Badanku penat sekali setiba di Cikarang siang itu. Aku langsung melongo melihat taman depan yang dipenuhi ilalang dan rumput liar setinggi betis. Suamiku cuma nyengir. “Jangan lebih kaget kalau melihat ruangan di dalam,” katanya sambil membukakan pintu.
Masya Allah… mau tak mau aku geleng-geleng. Kok bisa dia tinggal di rumah yang keadaannya seperti itu. Lantai kotor sekali. Baju-baju bersih yang belum disetrika terbagi atas beberapa tumpukan, diletakkan secara sembarangan di atas kursi ruang tamu dan di atas lantai. Dapur juga tampak berdebu, sementara tumpukan baju kotor di sudut ruang belakang menanti untuk dicuci. “Minggu ini nggak ada waktu buat bersih-bersih, Sayang,” katanya dengan nada meminta maaf.
Aku yang sudah teramat letih hanya bisa diam. Perasaanku bercampur antara geli, sebal, dan terenyuh. Geli membayangkan dia bersih-bersih rumah sendirian, sesuatu yang teramat jarang dia lakukan semasa tinggal berdua denganku. Sebal karena membayangkan hari itu akan aku habiskan untuk bersih-bersih rumah yang sedemikian kotor. Terenyuh karena aku merasa tak berdaya mengurusnya dan melakukan hal-hal yang seharusnya aku lakukan untuknya, akibat jarak yang terpisah Bandung-Jakarta.

=-=-=

● PETUNJUK LATIHAN: Salin tanpa perubahan bagian kutipan dokumen tentang rumah di Cikarang, dimulai dari "Badanku penat sekali" dan berlanjut hingga "sambil membukakan pintu.".

● BAHAN:
=-=-=

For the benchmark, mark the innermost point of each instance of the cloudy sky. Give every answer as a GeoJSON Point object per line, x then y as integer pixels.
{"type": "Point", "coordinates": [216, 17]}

=-=-=

● HASIL LATIHAN:
Badanku penat sekali setiba di Cikarang siang itu. Aku langsung melongo melihat taman depan yang dipenuhi ilalang dan rumput liar setinggi betis. Suamiku cuma nyengir. “Jangan lebih kaget kalau melihat ruangan di dalam,” katanya sambil membukakan pintu.